__Passage provided__.
= = = = = = =

For most of my life, no one in my family talked much about the essence of emotional vulnerability. I have been taught that being vulnerable emotionally is like being a wuss — a weak, pathetic coward.
So, for most of my life, I had protective walls around my heart and mind to prevent outside energy from throwing me off track. Finally, however, I met a girl — who eventually is now my fiancée — and I learned that letting someone in is a big deal not just for me but also anyone. It took me months to let my partner in, but I understand that because everyone is different, we all require different periods of time to grapple with it.
Why is that, though?
Why is it that it took me months to allow my partner in but one of my friends years before getting comfortable with the idea of coexisting with one another?
I guess that, at times, we find it difficult to let people in because we are wired that way from the day we are born. Our family culture (the dynamics between parents and children) and our childhood (the things or people we spend time with) also have a say on this. If not either of them, then perhaps it is the outcome of putting our shields down in the past or having experienced heartbreaks more than once in your past.
If you have constructed a formidable wall around your heart and are having concerns about permitting a small portion of it to collapse to allow your partner in, it sets a negative precedence on your relationship.
If your significant other does not find it difficult to be emotionally vulnerable, they can struggle to figure out why they cannot get through to their other half.
I observed that many people are having a rough time agreeing with the idea of vulnerability because, from their perspective, it is no different than a weakness. They have this notion that goes along like this, “If my girlfriend finds out my insecurities and discover my weak spots, she is going to think that I am not worthy of being hers.”
They believe their partner’s trust and respect will fade immediately. Additionally, they think that they will be seen as less of a person and be criticised. On top of that, they think that they are putting themselves at a higher risk of getting hurt when they open themselves up.
Innately, we boast about the exciting bits but not the difficult ones.
They are more than glad to disclose surface info about themselves, such as their favourite hobby or their job but they cacoon themselves when confronted with serious questions regarding topics that really matter in a relationship. For instance, things like how they have their heart broken in the past and their fears about being heartbroken in the future.

= = = = = = =

__Records__.
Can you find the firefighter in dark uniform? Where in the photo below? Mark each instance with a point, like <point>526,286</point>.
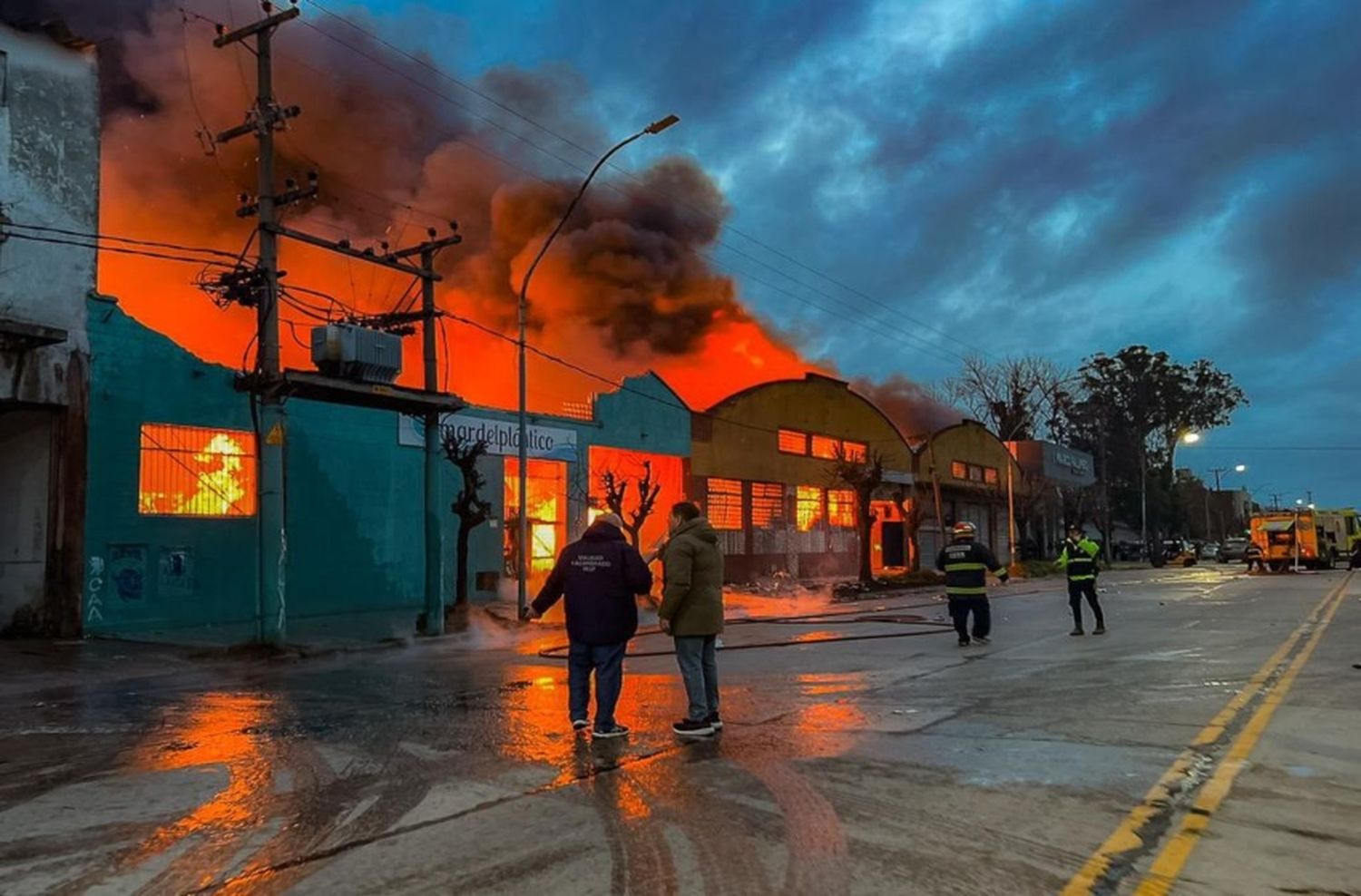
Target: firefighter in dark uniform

= = = = = = =

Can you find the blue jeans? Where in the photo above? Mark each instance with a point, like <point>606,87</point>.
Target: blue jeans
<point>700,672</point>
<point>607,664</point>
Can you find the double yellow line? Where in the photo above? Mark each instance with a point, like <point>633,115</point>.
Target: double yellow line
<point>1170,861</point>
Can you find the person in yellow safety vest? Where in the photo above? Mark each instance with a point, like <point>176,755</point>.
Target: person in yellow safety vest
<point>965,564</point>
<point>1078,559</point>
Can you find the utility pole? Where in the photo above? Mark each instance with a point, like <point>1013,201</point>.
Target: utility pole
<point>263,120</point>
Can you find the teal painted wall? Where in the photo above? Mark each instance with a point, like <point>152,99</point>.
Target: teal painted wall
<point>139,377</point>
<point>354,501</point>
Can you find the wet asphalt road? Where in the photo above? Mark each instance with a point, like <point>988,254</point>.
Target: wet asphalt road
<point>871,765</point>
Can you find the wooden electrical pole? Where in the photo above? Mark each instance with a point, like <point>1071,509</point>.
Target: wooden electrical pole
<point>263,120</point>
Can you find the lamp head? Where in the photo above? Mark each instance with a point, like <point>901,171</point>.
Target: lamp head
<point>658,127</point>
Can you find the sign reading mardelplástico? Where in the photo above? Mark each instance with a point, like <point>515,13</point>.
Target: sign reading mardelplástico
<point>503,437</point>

= = = = = = =

Give back the full essay on emotional vulnerability word for word, with nothing changed. The material has no connection to the essay on emotional vulnerability.

For most of my life, no one in my family talked much about the essence of emotional vulnerability. I have been taught that being vulnerable emotionally is like being a wuss — a weak, pathetic coward.
So, for most of my life, I had protective walls around my heart and mind to prevent outside energy from throwing me off track. Finally, however, I met a girl — who eventually is now my fiancée — and I learned that letting someone in is a big deal not just for me but also anyone. It took me months to let my partner in, but I understand that because everyone is different, we all require different periods of time to grapple with it.
Why is that, though?
Why is it that it took me months to allow my partner in but one of my friends years before getting comfortable with the idea of coexisting with one another?
I guess that, at times, we find it difficult to let people in because we are wired that way from the day we are born. Our family culture (the dynamics between parents and children) and our childhood (the things or people we spend time with) also have a say on this. If not either of them, then perhaps it is the outcome of putting our shields down in the past or having experienced heartbreaks more than once in your past.
If you have constructed a formidable wall around your heart and are having concerns about permitting a small portion of it to collapse to allow your partner in, it sets a negative precedence on your relationship.
If your significant other does not find it difficult to be emotionally vulnerable, they can struggle to figure out why they cannot get through to their other half.
I observed that many people are having a rough time agreeing with the idea of vulnerability because, from their perspective, it is no different than a weakness. They have this notion that goes along like this, “If my girlfriend finds out my insecurities and discover my weak spots, she is going to think that I am not worthy of being hers.”
They believe their partner’s trust and respect will fade immediately. Additionally, they think that they will be seen as less of a person and be criticised. On top of that, they think that they are putting themselves at a higher risk of getting hurt when they open themselves up.
Innately, we boast about the exciting bits but not the difficult ones.
They are more than glad to disclose surface info about themselves, such as their favourite hobby or their job but they cacoon themselves when confronted with serious questions regarding topics that really matter in a relationship. For instance, things like how they have their heart broken in the past and their fears about being heartbroken in the future.